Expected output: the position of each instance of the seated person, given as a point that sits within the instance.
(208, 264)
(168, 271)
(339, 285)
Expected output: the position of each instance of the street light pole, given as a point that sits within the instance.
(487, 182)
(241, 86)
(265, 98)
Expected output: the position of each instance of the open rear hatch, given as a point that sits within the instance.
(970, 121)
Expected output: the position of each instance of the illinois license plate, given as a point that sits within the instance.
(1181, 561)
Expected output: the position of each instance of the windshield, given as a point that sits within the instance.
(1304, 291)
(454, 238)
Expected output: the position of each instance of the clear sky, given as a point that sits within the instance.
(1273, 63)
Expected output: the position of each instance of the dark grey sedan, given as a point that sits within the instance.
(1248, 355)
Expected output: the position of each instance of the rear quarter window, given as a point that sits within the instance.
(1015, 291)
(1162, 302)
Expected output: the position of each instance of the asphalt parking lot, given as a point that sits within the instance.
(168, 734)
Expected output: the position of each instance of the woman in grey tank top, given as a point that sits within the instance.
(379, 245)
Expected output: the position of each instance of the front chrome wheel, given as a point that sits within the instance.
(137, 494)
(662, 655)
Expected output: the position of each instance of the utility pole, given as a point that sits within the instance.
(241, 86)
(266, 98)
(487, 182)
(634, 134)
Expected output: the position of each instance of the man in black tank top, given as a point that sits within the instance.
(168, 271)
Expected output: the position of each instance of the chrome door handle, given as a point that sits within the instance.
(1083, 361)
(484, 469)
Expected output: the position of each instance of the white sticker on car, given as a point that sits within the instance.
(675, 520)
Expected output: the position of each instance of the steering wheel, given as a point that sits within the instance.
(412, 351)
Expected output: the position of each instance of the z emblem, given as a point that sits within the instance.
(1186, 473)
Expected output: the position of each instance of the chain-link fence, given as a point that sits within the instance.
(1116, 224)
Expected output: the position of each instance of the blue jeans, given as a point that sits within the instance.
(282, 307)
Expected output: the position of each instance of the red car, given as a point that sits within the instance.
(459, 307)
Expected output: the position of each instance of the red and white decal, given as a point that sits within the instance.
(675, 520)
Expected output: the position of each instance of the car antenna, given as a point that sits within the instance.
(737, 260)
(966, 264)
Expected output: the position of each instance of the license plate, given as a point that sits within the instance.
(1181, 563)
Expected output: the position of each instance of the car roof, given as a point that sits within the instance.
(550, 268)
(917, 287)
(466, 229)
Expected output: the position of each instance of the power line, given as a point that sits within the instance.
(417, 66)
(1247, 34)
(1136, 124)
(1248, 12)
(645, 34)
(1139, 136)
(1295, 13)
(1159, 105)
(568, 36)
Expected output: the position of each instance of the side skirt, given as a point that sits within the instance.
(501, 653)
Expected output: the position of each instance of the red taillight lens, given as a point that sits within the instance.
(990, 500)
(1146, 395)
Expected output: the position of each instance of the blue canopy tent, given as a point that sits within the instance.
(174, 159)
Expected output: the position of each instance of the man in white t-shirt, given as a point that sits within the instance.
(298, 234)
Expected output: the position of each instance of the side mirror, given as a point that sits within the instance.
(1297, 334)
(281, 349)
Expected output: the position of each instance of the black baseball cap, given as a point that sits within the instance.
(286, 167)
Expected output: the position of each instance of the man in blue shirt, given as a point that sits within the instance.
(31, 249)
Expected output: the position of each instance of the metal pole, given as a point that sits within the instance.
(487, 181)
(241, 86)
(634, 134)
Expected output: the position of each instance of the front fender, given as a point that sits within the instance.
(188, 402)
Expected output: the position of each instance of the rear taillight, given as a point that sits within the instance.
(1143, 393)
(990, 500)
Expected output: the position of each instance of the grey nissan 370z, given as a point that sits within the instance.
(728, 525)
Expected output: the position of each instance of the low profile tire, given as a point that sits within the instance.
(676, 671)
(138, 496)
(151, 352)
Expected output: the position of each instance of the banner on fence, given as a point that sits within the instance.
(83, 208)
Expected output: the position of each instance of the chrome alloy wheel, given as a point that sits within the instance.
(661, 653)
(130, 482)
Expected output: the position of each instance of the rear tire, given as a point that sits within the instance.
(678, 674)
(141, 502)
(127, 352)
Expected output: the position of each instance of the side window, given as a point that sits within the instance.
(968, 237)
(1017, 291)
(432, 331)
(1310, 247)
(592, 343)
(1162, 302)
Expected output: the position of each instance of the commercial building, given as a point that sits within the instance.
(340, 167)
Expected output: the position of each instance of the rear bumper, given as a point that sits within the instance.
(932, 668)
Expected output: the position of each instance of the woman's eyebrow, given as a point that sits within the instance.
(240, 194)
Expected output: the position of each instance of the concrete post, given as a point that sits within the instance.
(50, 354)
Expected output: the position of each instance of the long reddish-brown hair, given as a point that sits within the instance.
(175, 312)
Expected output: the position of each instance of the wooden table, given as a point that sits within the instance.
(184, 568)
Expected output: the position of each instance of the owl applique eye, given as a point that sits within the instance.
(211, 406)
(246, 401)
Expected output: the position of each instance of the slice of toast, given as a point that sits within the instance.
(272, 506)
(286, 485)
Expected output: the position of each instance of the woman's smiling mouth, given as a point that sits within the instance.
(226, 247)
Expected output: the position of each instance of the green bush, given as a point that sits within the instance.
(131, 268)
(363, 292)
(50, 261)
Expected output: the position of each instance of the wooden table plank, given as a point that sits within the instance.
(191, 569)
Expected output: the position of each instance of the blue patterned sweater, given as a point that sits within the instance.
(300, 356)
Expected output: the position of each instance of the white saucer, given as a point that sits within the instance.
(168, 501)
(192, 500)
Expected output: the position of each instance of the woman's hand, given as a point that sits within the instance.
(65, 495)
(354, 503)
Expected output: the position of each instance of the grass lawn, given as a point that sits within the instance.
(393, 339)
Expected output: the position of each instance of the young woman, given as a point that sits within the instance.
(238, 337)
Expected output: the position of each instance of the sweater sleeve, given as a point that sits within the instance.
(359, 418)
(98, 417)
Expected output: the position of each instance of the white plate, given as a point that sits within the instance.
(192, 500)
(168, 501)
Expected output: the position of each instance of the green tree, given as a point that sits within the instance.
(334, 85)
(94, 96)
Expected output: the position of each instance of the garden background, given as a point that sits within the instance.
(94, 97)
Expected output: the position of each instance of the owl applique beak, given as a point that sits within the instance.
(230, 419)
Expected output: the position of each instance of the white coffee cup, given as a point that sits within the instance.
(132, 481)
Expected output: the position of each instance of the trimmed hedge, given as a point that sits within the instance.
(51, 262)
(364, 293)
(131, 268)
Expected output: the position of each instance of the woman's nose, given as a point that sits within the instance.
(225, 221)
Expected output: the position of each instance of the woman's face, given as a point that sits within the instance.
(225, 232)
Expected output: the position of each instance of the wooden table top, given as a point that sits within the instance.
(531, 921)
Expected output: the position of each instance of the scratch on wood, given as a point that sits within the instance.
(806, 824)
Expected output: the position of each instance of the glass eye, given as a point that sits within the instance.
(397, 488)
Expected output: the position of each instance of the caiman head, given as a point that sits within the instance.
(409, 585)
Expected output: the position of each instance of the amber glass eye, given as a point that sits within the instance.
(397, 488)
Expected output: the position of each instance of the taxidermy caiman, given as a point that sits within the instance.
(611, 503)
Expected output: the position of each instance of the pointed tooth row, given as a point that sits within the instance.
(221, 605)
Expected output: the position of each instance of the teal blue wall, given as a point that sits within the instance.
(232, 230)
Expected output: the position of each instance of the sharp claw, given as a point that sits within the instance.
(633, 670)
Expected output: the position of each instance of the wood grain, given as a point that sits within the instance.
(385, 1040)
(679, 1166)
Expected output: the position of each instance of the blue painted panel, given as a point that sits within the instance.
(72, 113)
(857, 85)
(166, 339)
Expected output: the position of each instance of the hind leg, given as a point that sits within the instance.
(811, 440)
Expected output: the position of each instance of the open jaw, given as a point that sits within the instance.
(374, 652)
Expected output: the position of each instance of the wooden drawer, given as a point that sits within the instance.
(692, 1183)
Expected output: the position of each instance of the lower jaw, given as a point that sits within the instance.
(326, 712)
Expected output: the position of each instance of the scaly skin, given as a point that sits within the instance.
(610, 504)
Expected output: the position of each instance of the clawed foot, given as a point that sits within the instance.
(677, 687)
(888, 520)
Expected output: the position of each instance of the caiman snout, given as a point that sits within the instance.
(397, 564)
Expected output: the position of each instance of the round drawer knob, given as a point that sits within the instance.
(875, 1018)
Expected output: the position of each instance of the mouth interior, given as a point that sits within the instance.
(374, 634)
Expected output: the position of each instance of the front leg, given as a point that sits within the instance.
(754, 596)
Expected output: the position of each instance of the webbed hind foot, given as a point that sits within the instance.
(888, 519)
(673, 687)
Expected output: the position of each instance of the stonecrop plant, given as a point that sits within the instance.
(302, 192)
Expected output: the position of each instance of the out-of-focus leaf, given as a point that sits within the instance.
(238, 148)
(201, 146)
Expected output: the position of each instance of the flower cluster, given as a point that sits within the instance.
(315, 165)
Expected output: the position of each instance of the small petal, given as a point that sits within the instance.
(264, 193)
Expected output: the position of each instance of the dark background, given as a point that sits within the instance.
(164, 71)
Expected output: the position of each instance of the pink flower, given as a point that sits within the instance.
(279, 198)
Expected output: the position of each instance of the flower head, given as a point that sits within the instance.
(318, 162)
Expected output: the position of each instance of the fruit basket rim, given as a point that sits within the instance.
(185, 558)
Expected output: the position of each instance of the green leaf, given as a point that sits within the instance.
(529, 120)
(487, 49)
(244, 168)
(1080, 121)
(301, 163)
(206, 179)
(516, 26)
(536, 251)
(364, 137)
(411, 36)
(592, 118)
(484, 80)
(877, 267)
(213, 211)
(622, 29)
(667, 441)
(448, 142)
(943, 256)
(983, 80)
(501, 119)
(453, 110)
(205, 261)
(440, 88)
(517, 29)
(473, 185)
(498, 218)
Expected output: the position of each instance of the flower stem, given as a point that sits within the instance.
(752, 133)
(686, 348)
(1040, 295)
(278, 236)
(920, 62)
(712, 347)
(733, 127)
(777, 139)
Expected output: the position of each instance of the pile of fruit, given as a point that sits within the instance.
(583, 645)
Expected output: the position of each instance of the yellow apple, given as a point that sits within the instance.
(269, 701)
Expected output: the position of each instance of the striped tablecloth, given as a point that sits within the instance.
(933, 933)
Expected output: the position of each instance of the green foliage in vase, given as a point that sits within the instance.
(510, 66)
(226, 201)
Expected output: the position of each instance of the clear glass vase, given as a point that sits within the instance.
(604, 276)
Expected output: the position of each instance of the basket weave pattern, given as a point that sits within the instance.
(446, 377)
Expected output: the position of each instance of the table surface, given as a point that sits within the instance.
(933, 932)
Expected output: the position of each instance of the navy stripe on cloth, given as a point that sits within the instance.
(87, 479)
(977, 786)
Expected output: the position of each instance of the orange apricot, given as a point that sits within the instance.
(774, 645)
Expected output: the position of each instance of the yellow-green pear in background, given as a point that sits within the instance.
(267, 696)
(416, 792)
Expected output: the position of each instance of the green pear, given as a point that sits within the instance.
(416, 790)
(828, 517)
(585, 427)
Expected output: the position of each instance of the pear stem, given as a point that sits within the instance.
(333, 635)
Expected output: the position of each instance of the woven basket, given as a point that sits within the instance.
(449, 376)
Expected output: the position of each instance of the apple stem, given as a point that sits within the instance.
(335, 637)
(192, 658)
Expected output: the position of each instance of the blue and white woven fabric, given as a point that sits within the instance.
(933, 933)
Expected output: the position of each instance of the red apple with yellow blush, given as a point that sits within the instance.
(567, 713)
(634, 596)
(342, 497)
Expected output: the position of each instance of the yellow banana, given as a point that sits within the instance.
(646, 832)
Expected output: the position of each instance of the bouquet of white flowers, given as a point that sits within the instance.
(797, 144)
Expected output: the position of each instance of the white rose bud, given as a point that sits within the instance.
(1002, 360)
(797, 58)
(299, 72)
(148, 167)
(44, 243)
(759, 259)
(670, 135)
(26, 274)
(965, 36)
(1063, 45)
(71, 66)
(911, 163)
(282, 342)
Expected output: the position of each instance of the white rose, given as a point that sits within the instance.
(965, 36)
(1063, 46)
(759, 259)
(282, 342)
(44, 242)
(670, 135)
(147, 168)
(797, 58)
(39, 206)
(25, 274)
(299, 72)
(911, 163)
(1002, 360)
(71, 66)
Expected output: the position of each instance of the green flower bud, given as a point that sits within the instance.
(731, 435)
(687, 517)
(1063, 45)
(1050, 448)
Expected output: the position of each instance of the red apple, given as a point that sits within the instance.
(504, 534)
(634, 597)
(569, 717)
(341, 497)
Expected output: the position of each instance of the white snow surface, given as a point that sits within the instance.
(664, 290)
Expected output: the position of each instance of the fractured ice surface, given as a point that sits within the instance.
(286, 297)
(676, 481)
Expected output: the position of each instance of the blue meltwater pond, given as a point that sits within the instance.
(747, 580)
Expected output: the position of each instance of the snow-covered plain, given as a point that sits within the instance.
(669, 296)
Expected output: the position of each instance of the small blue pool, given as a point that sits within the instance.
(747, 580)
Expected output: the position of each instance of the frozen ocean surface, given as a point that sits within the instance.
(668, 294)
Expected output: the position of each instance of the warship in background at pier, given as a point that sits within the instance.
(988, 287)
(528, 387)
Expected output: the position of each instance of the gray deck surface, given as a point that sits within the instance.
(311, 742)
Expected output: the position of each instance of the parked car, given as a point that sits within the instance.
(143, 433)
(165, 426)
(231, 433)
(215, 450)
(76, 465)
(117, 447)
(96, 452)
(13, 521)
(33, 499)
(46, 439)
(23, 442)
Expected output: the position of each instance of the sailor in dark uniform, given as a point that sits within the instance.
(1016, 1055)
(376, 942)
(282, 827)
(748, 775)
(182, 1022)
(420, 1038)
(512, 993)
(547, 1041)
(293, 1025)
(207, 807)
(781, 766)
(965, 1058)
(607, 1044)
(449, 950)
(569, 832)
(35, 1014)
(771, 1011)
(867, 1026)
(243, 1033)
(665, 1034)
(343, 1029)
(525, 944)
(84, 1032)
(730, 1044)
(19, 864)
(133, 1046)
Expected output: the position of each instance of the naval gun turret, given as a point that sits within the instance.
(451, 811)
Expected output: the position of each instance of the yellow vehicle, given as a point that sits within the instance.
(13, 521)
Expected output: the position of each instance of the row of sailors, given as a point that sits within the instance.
═══
- WHAT IS BEING ASKED
Give the data from its first line up to and including the line that contains "(1181, 561)" as a numbered list, leaving out any blank lines.

- TASK RESULT
1. Expected output: the position of each instance of the seated person, given as a point that sits within the instance.
2. (208, 264)
3. (168, 271)
4. (339, 285)
5. Expected output: the position of each instance of the street light pole, given as a point that sits within the instance.
6. (487, 182)
7. (241, 86)
8. (265, 98)
9. Expected output: the position of each instance of the open rear hatch, given as a point that sits within the instance.
10. (970, 121)
11. Expected output: the position of each instance of the illinois license plate, given as a point that sits within the instance.
12. (1181, 561)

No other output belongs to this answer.